## EXCERPTED PASSAGE
*** Block opens ***

Effects of phosphatidylethanolamine glycation on lipid-protein interactions and membrane protein thermal stability

VALERIA LEVI; ANA M VILLAMIL GIRALDO; PABLO R. CASTELLO; JUAN PABLO F.C. ROSSI; F. LUIS GONZÁLEZ FLECHA

BIOCHEMICAL JOURNAL

Portland Press

Lugar: Londres; Año: 2008 vol. 416 p. 145 - 152

0264-6021

Non-enzymic glycation of biomolecules has been implicated in the pathophysiology of aging and diabetes. Among the potential targets for glycation are biological membranes, characterized by a complex organization of lipids and proteins interacting and forming domains of different size and stability. In this work, we analyze the effects of glycation on the interactions between membrane proteins and lipids. The phospholipid affinity for the transmembrane surface of the plasma membrane calcium pump (PMCA) was determined after incubating the protein or the phospholipids with glucose. Results show that the affinity between PMCA and the surrounding phospholipids decreases significantly after phosphospholipid glycation, but remain unmodified after glycation of the protein. Further, phosphatidylethanolamine glycation decreases ~ 30 % the stability of PMCA against thermal denaturation, suggesting that glycated aminophospholipids induce a structural rearrangement in the protein that makes it more sensitive to thermal unfolding. We also verified that lipid glycation decreases the affinity of lipids for two other membrane proteins, suggesting that this effect might be common to membrane proteins. Extending these results to the in vivo situation, we can hypothesize that under hyperglycemic conditions glycation of membrane lipids may cause a significant change in the structure and stability of membrane proteins, which may affect the normal functioning of membranes and therefore of cells.

*** Block closes ***

## CHECK YOUR UNDERSTANDING
(A) According to the glycation abstract, why might the decrease in lipid affinity after glycation be common to membrane proteins? Answer in one to three sentences.
(B) In the glycation abstract, by approximately how much does phosphatidylethanolamine glycation reduce the stability of PMCA against thermal denaturation?

## DATA EXTRACTS
*** Block opens ***

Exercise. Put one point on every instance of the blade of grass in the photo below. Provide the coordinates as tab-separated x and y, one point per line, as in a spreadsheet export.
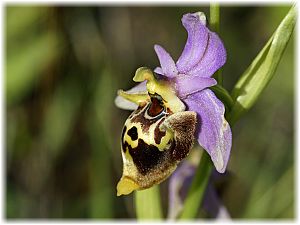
198	187
148	205
214	11
255	79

*** Block closes ***

## YOUR WRITTEN ANSWERS
(A) The authors found that lipid glycation lowered lipid affinity not only for the plasma membrane calcium pump (PMCA) but also for two other membrane proteins. This led them to suggest that the effect might be common to membrane proteins.

(B) By about 30 %.